— BEGIN Document extract —
Wednesday, June 5

Thoughts In The Rain

My work week is done. I am sitting with a glass of red wine and the front door is open so I can hear and smell the rain outside. It's still surprisingly warm even though it's pouring out. Ingrid Michaelson Maybe is playing softly from my iPod followed by Chris Isack Wicked Games... Perfectly serenading my mood right now.

The children are playing chess and snakes & ladders in the living room, making up rules as they go. I feel a mixture of stillness and content with a slight longing and mild aching. Today was a good day. After school the older boys had a basketball game (against each other) unfortunately Ethan broke his finger last week, rendering him unable to compete in the smakdown brother vs brother so we all went to cheer on Gabe instead.




And when I say "we all" I mean our whole family.
Me, Nora, Seth, Ethan, Drew, R, and baby Emmett. Even Jenna came to cheer on the game. We took up almost the entire bench. I loved it! I felt to happy. R walked in and she had Emmett wrapped to her stomach and smiled when she walked in. She sat right beside me and instantly asked," do you want to hold him?"
I SURE THE HELL DO!!!

Emmett and I cuddled the entire game. I smothered him with kisses and told him how happy he makes everyone while he slept on my chest with his perfect little head nuzzled in the spot made for babies under my jaw. I am not sure what I enjoyed more, holding him, watching the game, or watching peoples faces when they asked whos baby it was and as we explained everyone and the relationships ...their confusion and shock that we are not only all together but are happy. I love it! I completely love the feeling I have when R is sitting right beside me and talking to me about baby stuff and we are laughing about one of the children. I love seeing how happy R and Drew are and how they look at each other. They seem very content.  It's better than I imagined it could be. I am happily divorced, doing very well at work in a career I absolutely love and feel fulfilled in. I have good friends and my family is happy and healthy. We have baby Emmett here safely and handsome and baby and mom are adjusting well. Life is so very good...
— END Document extract —
▶ What to work on
Write out the journal entry "Thoughts In The Rain" word for word, starting at "Thoughts In The" and ending at "on Gabe instead.".
— BEGIN Extracted data —
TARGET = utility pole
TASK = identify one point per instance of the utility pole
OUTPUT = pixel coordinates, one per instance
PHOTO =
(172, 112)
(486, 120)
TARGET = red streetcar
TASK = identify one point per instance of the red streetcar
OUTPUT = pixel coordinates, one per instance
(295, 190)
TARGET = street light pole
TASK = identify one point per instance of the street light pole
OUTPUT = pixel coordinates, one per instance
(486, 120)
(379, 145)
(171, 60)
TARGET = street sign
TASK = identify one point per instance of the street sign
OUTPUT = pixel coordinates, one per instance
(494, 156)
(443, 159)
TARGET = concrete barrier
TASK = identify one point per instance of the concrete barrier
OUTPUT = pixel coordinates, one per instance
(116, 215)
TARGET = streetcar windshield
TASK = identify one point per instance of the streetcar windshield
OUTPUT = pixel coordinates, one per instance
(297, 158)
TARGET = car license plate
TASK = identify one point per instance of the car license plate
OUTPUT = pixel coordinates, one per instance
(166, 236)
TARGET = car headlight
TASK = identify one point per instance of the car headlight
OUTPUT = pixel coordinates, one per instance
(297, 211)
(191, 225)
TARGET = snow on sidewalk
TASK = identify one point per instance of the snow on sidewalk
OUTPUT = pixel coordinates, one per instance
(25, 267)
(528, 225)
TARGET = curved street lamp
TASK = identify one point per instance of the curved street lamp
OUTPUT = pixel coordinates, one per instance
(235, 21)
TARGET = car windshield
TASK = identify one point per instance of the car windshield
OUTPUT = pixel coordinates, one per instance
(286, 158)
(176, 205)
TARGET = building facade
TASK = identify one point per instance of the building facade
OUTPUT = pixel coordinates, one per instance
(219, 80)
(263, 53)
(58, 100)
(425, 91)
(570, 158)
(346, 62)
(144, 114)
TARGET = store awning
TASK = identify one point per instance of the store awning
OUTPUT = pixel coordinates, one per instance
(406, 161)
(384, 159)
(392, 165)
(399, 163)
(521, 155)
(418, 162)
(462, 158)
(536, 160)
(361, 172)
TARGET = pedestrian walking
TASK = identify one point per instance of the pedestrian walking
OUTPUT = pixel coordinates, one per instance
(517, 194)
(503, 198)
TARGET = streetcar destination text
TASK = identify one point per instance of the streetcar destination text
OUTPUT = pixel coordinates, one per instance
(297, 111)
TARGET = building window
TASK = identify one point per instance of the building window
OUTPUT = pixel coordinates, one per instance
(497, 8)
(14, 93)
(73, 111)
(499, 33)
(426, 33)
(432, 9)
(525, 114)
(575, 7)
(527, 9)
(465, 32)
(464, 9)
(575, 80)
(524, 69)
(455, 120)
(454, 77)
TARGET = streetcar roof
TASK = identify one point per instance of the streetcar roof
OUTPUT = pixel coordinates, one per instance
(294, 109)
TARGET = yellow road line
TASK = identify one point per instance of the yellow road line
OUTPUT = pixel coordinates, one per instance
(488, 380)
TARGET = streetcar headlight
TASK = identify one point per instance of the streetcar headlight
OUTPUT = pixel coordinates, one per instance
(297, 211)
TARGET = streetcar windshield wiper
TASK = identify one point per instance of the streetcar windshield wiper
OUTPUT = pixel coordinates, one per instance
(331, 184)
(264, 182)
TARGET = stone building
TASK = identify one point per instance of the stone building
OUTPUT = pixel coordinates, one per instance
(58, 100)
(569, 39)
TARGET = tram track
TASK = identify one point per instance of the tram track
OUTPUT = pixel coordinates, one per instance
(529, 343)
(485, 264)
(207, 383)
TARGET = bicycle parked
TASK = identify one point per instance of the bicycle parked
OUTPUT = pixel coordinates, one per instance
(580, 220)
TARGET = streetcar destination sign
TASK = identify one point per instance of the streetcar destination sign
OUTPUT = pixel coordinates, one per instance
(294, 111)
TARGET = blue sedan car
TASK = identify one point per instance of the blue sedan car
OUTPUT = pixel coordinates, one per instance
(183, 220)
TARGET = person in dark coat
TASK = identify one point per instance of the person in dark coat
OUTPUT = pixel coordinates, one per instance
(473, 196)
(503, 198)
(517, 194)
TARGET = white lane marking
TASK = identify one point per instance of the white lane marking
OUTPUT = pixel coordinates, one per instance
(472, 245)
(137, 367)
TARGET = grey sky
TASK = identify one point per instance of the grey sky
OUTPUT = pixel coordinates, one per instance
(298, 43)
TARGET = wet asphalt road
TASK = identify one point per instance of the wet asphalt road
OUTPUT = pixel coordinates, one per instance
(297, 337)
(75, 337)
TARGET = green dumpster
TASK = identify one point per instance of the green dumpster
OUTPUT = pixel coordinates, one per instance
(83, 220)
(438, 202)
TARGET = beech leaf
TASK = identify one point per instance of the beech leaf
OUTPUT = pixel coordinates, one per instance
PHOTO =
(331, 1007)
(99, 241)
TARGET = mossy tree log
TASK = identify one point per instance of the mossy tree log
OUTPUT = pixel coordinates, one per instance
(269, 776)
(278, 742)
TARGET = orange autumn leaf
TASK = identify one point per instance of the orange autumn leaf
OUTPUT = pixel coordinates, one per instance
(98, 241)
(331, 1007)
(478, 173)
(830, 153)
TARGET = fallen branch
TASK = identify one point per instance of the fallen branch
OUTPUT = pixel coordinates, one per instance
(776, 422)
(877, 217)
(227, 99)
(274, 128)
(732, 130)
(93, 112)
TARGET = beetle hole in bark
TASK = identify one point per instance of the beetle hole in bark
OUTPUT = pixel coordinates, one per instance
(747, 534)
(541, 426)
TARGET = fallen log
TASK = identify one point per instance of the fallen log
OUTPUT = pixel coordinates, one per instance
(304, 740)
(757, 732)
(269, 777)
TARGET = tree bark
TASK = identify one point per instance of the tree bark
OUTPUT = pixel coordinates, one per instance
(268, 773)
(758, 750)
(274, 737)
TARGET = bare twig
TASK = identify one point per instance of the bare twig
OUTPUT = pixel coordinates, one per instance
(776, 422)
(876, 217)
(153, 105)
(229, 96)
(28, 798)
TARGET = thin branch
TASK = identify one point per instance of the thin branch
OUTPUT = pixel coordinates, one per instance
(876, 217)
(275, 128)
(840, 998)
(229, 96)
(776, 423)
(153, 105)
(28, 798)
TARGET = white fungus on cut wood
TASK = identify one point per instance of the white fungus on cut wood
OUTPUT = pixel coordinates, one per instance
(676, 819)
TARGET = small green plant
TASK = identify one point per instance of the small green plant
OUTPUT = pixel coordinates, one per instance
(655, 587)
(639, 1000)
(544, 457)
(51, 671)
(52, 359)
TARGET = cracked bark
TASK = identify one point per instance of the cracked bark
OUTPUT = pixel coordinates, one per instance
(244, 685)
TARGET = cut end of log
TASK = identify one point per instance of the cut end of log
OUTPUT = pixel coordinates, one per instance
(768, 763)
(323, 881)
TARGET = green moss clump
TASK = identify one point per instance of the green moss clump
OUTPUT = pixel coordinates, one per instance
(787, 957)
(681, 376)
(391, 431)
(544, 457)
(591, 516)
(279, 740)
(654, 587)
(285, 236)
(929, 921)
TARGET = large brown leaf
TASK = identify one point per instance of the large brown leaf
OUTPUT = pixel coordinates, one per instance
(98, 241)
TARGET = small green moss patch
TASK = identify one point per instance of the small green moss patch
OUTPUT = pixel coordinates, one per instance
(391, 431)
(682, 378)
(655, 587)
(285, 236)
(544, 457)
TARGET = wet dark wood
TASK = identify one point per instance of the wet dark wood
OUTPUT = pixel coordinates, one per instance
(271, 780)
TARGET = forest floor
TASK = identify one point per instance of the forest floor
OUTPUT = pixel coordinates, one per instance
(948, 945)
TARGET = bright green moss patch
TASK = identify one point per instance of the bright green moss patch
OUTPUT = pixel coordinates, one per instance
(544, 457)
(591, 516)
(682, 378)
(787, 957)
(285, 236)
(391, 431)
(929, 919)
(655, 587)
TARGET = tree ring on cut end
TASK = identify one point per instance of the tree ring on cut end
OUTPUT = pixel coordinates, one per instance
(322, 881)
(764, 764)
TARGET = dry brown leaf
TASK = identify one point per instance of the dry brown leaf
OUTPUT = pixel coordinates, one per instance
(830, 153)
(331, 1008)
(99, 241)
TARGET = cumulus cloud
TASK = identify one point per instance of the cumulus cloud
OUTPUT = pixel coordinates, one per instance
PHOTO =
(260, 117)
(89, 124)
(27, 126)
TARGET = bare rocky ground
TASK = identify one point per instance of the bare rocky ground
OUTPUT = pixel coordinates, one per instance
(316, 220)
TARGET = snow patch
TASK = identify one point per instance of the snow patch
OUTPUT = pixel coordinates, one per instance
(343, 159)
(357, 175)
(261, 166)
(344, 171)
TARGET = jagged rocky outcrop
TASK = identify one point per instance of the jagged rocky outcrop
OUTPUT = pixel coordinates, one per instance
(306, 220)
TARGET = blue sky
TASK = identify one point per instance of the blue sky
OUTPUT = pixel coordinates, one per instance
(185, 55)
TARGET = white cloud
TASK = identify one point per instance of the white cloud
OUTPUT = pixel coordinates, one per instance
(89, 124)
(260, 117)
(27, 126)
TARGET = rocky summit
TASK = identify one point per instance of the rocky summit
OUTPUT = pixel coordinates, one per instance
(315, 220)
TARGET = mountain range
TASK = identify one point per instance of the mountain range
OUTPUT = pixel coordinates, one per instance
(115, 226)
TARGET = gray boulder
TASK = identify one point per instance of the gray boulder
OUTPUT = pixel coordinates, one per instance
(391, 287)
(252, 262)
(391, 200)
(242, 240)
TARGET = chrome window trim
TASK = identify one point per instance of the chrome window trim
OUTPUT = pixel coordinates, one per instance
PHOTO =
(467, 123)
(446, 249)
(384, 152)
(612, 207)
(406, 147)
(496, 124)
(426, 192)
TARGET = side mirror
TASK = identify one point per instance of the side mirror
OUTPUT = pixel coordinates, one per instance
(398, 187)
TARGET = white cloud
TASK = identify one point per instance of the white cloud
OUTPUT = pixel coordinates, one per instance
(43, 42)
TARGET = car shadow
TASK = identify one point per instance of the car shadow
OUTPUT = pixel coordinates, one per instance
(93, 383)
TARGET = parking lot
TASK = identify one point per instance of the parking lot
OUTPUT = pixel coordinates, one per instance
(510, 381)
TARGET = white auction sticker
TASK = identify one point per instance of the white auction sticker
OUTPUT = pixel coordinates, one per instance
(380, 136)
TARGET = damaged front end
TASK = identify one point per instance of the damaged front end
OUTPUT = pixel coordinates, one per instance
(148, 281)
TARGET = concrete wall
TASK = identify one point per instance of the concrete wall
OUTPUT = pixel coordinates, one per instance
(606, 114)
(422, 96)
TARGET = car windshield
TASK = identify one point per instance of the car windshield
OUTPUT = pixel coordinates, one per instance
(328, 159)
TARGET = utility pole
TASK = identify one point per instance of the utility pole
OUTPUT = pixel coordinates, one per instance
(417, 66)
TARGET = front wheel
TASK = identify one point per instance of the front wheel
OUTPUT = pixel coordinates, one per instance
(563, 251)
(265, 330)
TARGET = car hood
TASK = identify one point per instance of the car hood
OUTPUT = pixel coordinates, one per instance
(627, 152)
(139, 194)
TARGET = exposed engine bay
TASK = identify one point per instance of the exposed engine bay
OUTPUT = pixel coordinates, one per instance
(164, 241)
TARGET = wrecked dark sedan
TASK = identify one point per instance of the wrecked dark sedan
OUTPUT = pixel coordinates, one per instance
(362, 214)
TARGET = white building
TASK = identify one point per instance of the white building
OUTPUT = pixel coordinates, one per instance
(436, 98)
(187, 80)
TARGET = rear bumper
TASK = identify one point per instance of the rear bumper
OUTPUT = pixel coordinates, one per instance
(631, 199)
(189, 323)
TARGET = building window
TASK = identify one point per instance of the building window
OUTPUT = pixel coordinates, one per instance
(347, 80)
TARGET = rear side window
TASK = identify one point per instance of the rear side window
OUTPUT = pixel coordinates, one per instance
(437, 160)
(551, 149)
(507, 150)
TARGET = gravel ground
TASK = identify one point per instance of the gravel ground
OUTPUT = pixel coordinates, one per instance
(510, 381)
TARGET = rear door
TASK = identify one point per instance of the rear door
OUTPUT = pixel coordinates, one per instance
— END Extracted data —
▶ Written reply
Thoughts In The Rain

My work week is done. I am sitting with a glass of red wine and the front door is open so I can hear and smell the rain outside. It's still surprisingly warm even though it's pouring out. Ingrid Michaelson Maybe is playing softly from my iPod followed by Chris Isack Wicked Games... Perfectly serenading my mood right now.

The children are playing chess and snakes & ladders in the living room, making up rules as they go. I feel a mixture of stillness and content with a slight longing and mild aching. Today was a good day. After school the older boys had a basketball game (against each other) unfortunately Ethan broke his finger last week, rendering him unable to compete in the smakdown brother vs brother so we all went to cheer on Gabe instead.